> **Your instructions**
Return each line of the records below that contains the string "grass", treating uppercase and lowercase letters as distinct.
= = = =
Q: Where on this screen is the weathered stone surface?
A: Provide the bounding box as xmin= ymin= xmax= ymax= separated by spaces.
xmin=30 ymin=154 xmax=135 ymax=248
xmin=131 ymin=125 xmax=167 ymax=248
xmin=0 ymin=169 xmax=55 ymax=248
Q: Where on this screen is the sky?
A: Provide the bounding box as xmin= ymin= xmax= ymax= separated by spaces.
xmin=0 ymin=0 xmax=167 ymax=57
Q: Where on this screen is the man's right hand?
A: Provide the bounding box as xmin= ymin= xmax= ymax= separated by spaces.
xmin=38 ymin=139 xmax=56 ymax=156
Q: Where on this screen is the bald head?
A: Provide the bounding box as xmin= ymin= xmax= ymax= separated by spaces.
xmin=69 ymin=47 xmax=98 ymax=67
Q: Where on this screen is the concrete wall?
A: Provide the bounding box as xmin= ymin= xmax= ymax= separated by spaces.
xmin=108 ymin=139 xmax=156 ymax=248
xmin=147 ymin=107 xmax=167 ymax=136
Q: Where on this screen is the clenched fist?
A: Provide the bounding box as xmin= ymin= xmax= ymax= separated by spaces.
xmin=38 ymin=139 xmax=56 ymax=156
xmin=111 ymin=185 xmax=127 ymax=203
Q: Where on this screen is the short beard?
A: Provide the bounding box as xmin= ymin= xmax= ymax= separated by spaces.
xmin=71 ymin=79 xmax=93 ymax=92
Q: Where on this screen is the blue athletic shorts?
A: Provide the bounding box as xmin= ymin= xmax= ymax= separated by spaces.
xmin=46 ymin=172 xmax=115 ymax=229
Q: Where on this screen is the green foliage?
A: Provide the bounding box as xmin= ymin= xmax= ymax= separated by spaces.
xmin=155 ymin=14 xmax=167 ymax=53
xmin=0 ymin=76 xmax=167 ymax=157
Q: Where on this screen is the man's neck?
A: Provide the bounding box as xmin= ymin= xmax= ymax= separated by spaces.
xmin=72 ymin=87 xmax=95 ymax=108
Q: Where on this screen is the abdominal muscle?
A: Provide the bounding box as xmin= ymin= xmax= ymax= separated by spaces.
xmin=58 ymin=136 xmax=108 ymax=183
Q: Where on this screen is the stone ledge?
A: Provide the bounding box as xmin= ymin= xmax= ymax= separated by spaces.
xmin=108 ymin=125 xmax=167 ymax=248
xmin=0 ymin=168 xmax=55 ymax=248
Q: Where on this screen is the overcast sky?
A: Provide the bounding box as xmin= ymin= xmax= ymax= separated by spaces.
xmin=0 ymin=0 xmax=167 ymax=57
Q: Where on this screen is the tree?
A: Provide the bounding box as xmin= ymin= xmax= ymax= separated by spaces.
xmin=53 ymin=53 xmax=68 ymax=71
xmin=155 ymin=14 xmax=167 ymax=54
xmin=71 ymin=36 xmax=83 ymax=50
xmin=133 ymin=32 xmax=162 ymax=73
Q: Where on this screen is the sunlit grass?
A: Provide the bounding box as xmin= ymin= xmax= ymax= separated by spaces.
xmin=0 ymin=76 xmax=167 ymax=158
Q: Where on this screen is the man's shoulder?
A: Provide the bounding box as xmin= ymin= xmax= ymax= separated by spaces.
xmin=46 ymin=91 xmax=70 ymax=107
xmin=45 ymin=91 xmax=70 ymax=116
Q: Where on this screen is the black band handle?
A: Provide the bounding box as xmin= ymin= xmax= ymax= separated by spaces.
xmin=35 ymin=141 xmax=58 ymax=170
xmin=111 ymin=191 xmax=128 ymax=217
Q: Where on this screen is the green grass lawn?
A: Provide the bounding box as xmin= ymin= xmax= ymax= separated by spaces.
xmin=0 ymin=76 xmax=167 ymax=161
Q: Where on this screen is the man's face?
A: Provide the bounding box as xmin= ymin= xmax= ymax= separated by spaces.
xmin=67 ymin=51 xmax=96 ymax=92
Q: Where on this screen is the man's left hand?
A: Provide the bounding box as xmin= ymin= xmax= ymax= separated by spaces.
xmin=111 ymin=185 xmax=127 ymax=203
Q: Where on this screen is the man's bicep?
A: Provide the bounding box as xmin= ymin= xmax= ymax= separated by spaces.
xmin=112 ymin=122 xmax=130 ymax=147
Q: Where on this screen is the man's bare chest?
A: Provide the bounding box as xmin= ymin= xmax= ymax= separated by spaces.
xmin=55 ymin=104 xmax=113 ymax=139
= = = =
> **In response**
Q: Where on this screen is the sunlit grass?
Q: Where on this screen is the green grass lawn?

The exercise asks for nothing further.